Set problem: Rewrite the entries below as a numbered list, omitting blank lines and leaving the pictures out of the result.
•••••
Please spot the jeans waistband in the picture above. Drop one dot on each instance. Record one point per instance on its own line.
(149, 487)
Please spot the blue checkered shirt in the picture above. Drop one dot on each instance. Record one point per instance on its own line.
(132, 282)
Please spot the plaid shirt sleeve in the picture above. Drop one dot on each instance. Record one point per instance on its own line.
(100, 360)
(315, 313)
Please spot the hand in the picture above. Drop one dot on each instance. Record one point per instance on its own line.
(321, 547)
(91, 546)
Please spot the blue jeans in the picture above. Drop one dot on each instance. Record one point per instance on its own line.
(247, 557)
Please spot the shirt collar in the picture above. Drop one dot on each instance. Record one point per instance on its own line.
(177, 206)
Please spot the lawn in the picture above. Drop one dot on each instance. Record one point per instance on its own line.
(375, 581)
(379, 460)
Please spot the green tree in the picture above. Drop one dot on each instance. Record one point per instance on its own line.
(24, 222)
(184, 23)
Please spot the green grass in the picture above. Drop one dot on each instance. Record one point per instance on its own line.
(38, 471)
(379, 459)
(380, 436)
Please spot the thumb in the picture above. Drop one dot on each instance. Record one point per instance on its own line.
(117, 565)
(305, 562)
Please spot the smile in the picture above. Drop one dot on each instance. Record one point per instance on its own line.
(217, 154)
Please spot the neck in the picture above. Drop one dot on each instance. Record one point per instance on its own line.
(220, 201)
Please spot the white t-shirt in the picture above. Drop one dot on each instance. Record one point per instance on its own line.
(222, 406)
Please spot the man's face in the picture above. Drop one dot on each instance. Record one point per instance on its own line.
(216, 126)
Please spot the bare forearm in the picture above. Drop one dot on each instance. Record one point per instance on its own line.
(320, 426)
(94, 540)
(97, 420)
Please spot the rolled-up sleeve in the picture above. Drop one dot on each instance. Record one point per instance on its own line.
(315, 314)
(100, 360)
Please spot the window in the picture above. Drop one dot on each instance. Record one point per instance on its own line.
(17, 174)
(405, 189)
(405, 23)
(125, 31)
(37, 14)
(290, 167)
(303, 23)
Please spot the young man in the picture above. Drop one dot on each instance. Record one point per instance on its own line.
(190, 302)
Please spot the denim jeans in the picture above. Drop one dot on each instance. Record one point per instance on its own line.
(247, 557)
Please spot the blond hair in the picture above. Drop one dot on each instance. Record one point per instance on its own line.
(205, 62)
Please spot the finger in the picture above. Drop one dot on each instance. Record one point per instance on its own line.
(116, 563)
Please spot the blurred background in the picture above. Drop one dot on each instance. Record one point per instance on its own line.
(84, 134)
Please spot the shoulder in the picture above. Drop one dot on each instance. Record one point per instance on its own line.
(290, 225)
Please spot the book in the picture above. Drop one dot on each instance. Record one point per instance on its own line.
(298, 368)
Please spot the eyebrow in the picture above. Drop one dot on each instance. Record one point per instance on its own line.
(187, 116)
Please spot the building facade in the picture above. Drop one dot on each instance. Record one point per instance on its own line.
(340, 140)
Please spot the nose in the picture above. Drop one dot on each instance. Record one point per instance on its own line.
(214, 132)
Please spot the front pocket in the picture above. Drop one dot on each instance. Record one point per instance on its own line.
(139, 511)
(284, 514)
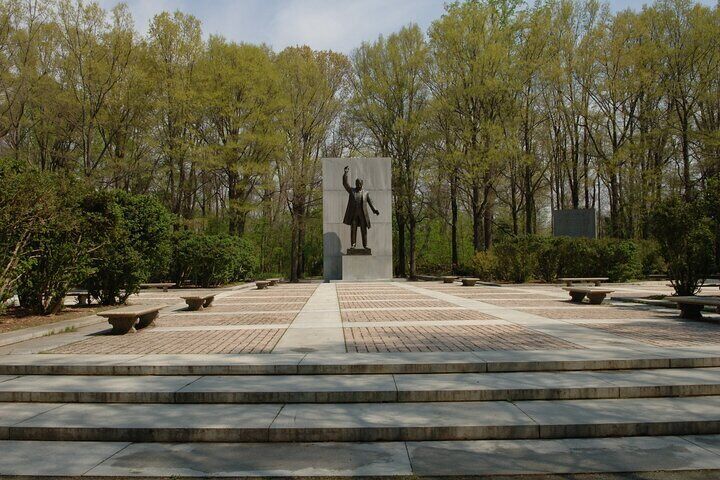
•••••
Written response:
1. Please spot the jeans waistband in the picture above. Drop one dot on each instance. Record one point per instance on its own line.
2. (149, 487)
3. Please spot the blue checkered shirt in the picture above. Drop one dot on each instance. Record one point per instance on its own line.
4. (132, 282)
5. Please spot the plaid shirt sleeve in the picture above. Drop one dot on each instance. Record one point per instance on its own line.
6. (100, 360)
7. (315, 313)
8. Please spot the hand in the picture above. Drop one dot on each instance. Record one point per instance on its own line.
9. (321, 547)
10. (91, 546)
11. Please spot the blue jeans in the picture above. Drop one dot on each instance. Record one point per instance on its own line.
12. (247, 557)
13. Please spot the shirt collar in the picture above. Drop one dot on each instance. Record one point per instance on its own line.
14. (177, 206)
15. Please spot the lawn in the picture above. Drop one dot on each instance. Record one point per instance on its own line.
16. (375, 581)
17. (379, 460)
18. Please spot the green tree in the picture above. Drop one dot on each instance. Record one point per instance on its own line.
19. (24, 222)
20. (184, 23)
21. Please spot the green grass in the picture above. Drop one dot on each instance. Record one point per instance on its own line.
22. (38, 471)
23. (379, 459)
24. (380, 436)
25. Please spot the thumb in the picture above. Drop one dot on each instance. Record one point per instance on its own line.
26. (117, 565)
27. (305, 562)
28. Please spot the smile in the picture above. Drop one dot on each instance. Record one point per instance on its own line.
29. (217, 154)
30. Please spot the neck in the picture above. Drop one dot on each instance. Record one point per instance on its own line.
31. (220, 201)
32. Please spot the white t-shirt in the picture above. Drop one dot on each instance. Record one point per instance on its own line.
33. (222, 406)
34. Please spot the man's face in the picture above. Drop one dot on each instance. Record one point per instance on its own line.
35. (216, 126)
36. Please spot the bare forearm in the picture above. Drop one dot on each instance. Record one point per instance on its own line.
37. (320, 426)
38. (94, 540)
39. (97, 420)
40. Please spot the rolled-up sleeve in the picture above. Drop one dot on each instance. Record one point per instance on its own line.
41. (315, 314)
42. (100, 360)
43. Please spot the window in the picture above. Drop one dot on each instance. Record one point per instance on its own line.
44. (17, 174)
45. (405, 189)
46. (405, 23)
47. (125, 31)
48. (37, 14)
49. (290, 167)
50. (303, 23)
51. Please spot the young man in the picture above. Drop one dot on each instance. Record one point per instance on its own line.
52. (190, 302)
53. Please spot the denim jeans in the picture above. Drop one dot on each instance. Record one point per instance on its own line.
54. (247, 557)
55. Please spot the blond hair in the picture above. Drop one dot on each instance. Record one point per instance on its own line.
56. (205, 62)
57. Please spot the finger in the picture above. Drop one dot on each instance. Record one point per instance on its own line.
58. (116, 563)
59. Please spot the blurred background in the picture above. Drop one dot on each instance. Record one point per instance on its own line.
60. (84, 134)
61. Please spot the shoulder in the picture above. Drop one dot on each instance. Record one point per instance on its own line.
62. (290, 225)
63. Please spot the book in the picture above. Drop one dot on each instance. Record one point per instance on its own line.
64. (298, 368)
65. Please spot the eyebrow in the picture above. Drop one dot on each instance. Record one point per instance on its own line.
66. (187, 116)
67. Please spot the building facade in the picture above. Drop one dot on each instance. Record one point per instance on its own line.
68. (340, 140)
69. Please spot the nose in the picture above. Drop one dot on each instance. Record one point per instance on its own line.
70. (214, 132)
71. Please spot the front pocket in the picture above. Drop one dot on each instance. Record one point per instance on its own line.
72. (139, 511)
73. (284, 514)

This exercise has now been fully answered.